◆ Task objective:
Output every record word for word.

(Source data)
- - - - - - -

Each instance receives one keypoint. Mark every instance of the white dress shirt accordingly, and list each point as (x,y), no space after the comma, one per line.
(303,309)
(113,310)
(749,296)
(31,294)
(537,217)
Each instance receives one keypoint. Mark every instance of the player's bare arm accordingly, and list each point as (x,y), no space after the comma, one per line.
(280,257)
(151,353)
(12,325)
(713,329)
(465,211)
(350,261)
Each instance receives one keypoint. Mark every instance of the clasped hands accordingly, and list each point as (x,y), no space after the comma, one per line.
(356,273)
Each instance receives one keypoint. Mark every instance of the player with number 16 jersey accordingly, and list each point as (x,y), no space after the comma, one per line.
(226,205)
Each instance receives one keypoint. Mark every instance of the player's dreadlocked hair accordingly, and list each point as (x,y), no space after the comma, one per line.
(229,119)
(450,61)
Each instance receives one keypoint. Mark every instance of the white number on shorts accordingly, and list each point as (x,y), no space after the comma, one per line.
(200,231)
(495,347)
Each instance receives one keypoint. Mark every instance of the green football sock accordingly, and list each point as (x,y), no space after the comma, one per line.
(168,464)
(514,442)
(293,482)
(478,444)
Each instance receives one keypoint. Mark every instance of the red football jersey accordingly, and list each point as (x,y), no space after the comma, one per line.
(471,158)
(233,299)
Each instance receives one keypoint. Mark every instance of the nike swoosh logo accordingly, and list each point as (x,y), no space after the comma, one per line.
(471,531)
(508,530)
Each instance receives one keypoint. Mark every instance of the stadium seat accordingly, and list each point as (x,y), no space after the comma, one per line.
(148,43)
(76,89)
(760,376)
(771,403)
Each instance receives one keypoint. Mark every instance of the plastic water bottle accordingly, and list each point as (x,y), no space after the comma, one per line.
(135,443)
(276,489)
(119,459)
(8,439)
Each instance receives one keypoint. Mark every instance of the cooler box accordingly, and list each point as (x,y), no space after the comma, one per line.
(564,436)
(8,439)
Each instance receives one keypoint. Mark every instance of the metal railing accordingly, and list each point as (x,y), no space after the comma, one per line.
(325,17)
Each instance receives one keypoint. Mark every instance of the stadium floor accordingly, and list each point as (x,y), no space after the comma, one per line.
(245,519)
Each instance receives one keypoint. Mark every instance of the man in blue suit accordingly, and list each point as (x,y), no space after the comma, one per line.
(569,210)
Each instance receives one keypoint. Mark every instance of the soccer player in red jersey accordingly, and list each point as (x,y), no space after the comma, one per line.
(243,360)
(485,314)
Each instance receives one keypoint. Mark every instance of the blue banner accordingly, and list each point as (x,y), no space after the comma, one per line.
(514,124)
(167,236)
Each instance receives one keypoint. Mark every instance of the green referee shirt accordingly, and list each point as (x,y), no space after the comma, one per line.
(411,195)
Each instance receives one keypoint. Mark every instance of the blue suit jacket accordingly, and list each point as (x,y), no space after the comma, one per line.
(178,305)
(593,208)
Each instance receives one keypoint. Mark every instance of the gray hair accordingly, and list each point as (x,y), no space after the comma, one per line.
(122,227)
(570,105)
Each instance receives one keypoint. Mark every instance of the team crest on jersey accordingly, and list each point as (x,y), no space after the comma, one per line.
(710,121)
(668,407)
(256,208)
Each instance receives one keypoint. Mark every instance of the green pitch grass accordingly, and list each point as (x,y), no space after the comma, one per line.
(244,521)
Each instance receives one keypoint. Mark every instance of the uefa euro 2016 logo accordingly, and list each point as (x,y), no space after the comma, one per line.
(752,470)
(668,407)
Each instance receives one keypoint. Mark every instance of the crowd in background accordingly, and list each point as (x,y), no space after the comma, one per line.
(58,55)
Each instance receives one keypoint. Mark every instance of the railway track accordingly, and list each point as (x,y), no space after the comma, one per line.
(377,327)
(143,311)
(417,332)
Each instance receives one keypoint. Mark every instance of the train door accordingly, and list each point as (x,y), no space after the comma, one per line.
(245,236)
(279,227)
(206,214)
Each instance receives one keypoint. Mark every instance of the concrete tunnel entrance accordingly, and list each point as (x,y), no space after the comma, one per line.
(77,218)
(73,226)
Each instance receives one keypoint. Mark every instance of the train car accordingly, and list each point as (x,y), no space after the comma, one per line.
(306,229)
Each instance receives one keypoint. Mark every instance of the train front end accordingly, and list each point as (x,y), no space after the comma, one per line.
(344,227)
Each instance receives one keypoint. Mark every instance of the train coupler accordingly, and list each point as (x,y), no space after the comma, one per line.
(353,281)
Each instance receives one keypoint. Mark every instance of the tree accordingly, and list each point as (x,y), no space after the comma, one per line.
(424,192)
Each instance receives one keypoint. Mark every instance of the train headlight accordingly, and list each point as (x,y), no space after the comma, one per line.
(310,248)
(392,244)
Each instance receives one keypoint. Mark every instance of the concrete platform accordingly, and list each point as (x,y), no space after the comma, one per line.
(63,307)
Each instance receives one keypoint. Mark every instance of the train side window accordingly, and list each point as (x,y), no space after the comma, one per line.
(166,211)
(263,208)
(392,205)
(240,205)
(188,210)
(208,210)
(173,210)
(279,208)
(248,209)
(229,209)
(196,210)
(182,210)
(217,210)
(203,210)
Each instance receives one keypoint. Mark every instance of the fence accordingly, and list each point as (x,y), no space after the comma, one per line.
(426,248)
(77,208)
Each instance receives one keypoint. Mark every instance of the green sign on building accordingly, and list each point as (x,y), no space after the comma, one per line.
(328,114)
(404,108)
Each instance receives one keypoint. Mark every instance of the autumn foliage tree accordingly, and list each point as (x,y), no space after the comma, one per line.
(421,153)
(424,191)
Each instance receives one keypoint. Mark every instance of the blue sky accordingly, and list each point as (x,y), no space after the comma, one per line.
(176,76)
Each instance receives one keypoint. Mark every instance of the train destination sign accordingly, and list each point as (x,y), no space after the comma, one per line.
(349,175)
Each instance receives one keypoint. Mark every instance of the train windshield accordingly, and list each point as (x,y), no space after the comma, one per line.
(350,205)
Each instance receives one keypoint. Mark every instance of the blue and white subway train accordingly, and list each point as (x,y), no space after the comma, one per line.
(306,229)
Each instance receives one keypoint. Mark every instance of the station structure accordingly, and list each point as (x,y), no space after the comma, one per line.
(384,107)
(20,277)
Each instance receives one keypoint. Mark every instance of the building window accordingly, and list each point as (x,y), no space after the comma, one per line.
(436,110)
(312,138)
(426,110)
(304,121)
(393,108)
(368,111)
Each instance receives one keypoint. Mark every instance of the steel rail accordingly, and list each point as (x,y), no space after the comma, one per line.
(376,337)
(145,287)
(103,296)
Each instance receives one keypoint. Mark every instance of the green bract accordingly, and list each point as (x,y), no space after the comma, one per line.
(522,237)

- - - - - - -

◆ Completed task:
Each instance receives one keypoint. Mark every instance of the white dress shirt accordingly, and list each point as (x,y), no space after the comma, one per line.
(303,309)
(113,310)
(749,296)
(31,294)
(537,217)
Each instance receives one keypoint. Mark every instance of the player's bare arm accordingly, and list each point as (x,y), no space after the comma, one per line.
(280,257)
(151,353)
(12,325)
(713,329)
(465,211)
(350,261)
Each instance receives one keypoint. Mark every instance of the clasped hands accordingly, and list each point as (x,y), no space after the comma, one per line.
(356,273)
Each instance receives one keypoint. Mark every instance of the player with number 16 jersey accordingly, and list each point as (x,y), no space after the comma, one per line.
(226,205)
Each instance receives one keypoint. Mark every instance of the player's dreadlocked hair accordingly, and list each point as (x,y), no space after the comma, one per line.
(229,119)
(450,61)
Each instance receives one keypoint. Mark every instance of the white number on shorts accordingly, and list each point as (x,y), no space after the comma, one per line.
(200,231)
(495,347)
Each instance receives one keypoint. Mark every instance of the green football sock accordingly, and list each point as (x,y), no space after the comma, one per line.
(168,464)
(514,442)
(293,482)
(478,444)
Each instance receives one keypoint. Mark every instance of the red football jersey accordingly, and list each point as (x,y), no space after the comma, one per line.
(471,158)
(233,299)
Each instance receives one keypoint. Mark every instance of the nike swoosh logo accordingly, and list each point as (x,y), no space after the comma, one per line.
(471,531)
(508,530)
Each instance receives one keypoint. Mark every instance of the stadium seat accordingly, and list each point as (x,y), no space after the comma, one per line.
(148,43)
(76,89)
(760,376)
(771,403)
Each instance receives one keypoint. Mark every instance of the plastic water bottle accordingly, and list each point as (x,y), no space after the comma, one per line.
(135,443)
(276,489)
(119,459)
(8,439)
Each instance receives one keypoint. Mark every instance of the cooler box accordingly, and list each point as (x,y), no space after the comma, one per line.
(564,436)
(8,439)
Each instance receives one keypoint. Mark every instance of the metal railing accordingly, and list each point as (x,y), no space after the comma, one per line.
(325,17)
Each instance receives one keypoint. Mark every instance of the stadium floor accordingly, and list each point as (x,y), no space after the comma, one per line.
(245,519)
Each instance receives one keypoint. Mark every instance of the man in blue suit accordingly, and list each point as (x,y), no space after the comma, one per line.
(569,210)
Each instance receives one keypoint. Mark every instance of the soccer player in red jersey accordingly, and list each point as (x,y), no space after the comma, one per line.
(243,360)
(485,314)
Each instance receives one keypoint. Mark every instance of the blue banner accordingly, and list each point as (x,y), no space after the comma, one per line.
(514,124)
(167,236)
Each instance receives one keypoint. Mark every instance of the green referee shirt accordingly, and list each point as (x,y), no space after the comma, one per line.
(411,195)
Each instance receives one keypoint. Mark every instance of the blue suit jacket accordingly, and list each point as (x,y), no space after the comma, one per line.
(178,305)
(593,208)
Each instance receives one keypoint. Mark every instance of the gray hair accordingly, and list each point as (x,y), no space after the comma, one per line.
(122,227)
(570,105)
Each instance receives one keypoint. Mark every instance of the team crest on jersey accordingly, and list each point as (x,y), no space after the comma, one per line.
(710,121)
(668,407)
(256,208)
Each instance receives one keypoint. Mark every instance of the green pitch grass accordingly, and list each point as (x,y), no space after the comma, one per line.
(244,521)
Each instance receives one keypoint. Mark every instance of the uefa euro 2016 logo accordingly, and list each point as (x,y), no space after the comma, one per line.
(752,470)
(668,407)
Each instance receives one keypoint. Mark every instance of the crowd in background accordingly, and list each point as (x,y), no space after the comma, one per line.
(58,55)
Each instance receives one keypoint. Mark every instance of the railway track accordingly, and list each point as (x,y), no space after the comma, one per line.
(377,327)
(143,311)
(417,332)
Each instance receives one keypoint. Mark every instance of the train door accordingly, and list each point as (x,y), no space after the comma, one per line.
(245,236)
(279,227)
(206,214)
Each instance receives one keypoint. Mark every instance of the concrete tunnel entrance accordingly, and list each point as (x,y), no space after the comma, one per line.
(77,218)
(73,226)
Each instance receives one keypoint. Mark every instance of the train car accordingly, and list each point as (x,y), no space after the comma, one per line.
(306,229)
Each instance receives one keypoint. Mark every instance of the train front end accordingly, and list each point as (x,y), no space after the comma, one per line.
(344,227)
Each instance receives one keypoint. Mark every instance of the train coupler accordingly, and list each point as (x,y), no space after the comma, one per line.
(353,281)
Each instance receives one keypoint. Mark every instance of the tree accordingly, and list each point as (x,y), no space after the comma, one per line.
(424,192)
Each instance receives one keypoint. Mark every instance of the train headlight accordingly, and list each point as (x,y), no space after the comma, one per line.
(310,248)
(392,244)
Each instance receives one keypoint. Mark every instance of the concrete platform accordingly, and list each point as (x,y), no space after the comma, one per line.
(63,307)
Each instance receives one keypoint. Mark every instance of the train side window accordingly, and list each point as (x,y), no space after the comma, one per line.
(166,211)
(263,208)
(392,205)
(240,205)
(188,210)
(208,210)
(173,210)
(279,208)
(248,209)
(229,209)
(196,210)
(182,210)
(217,210)
(203,210)
Each instance receives one keypoint. Mark every instance of the fence accordingly, and list each point as (x,y), no space after the comma, one per line.
(426,248)
(77,208)
Each instance receives one keypoint. Mark every instance of the green sign on building accordingly, and list each point as (x,y), no space after the comma, one per line.
(328,114)
(404,108)
Each instance receives one keypoint. Mark every instance of the autumn foliage tree accordingly, and list each point as (x,y), no space after the comma, one per line.
(421,153)
(424,191)
Each instance receives one keypoint. Mark every instance of the blue sky accordingly, and list each point as (x,y), no space after the comma, one per line.
(176,76)
Each instance receives one keypoint. Mark every instance of the train destination sign accordingly, and list each point as (x,y), no space after the comma, one per line.
(349,175)
Each instance receives one keypoint. Mark every instance of the train windshield accordingly, and list each point as (x,y), no space after the comma, one per line.
(350,205)
Each instance receives one keypoint. Mark every instance of the blue and white subway train accordingly, and list each point as (x,y), no space after the comma, one per line.
(306,229)
Each instance receives one keypoint. Mark every instance of the station structure accordingly, and list each point as (x,y), no space after the comma, one per line.
(384,107)
(20,277)
Each instance receives one keypoint. Mark every instance of the building window accordingly, and list each point as (x,y), no space after the comma, one per line.
(436,110)
(312,138)
(426,110)
(304,121)
(393,108)
(368,111)
Each instance receives one keypoint. Mark every instance of the steel rail accordingly, and list each point as (x,y), no space after the comma, one per line.
(376,337)
(145,287)
(103,296)
Each instance receives one keypoint. Mark every instance of the green bract accordingly, and list each point as (x,y), no space after the comma, one per line.
(522,237)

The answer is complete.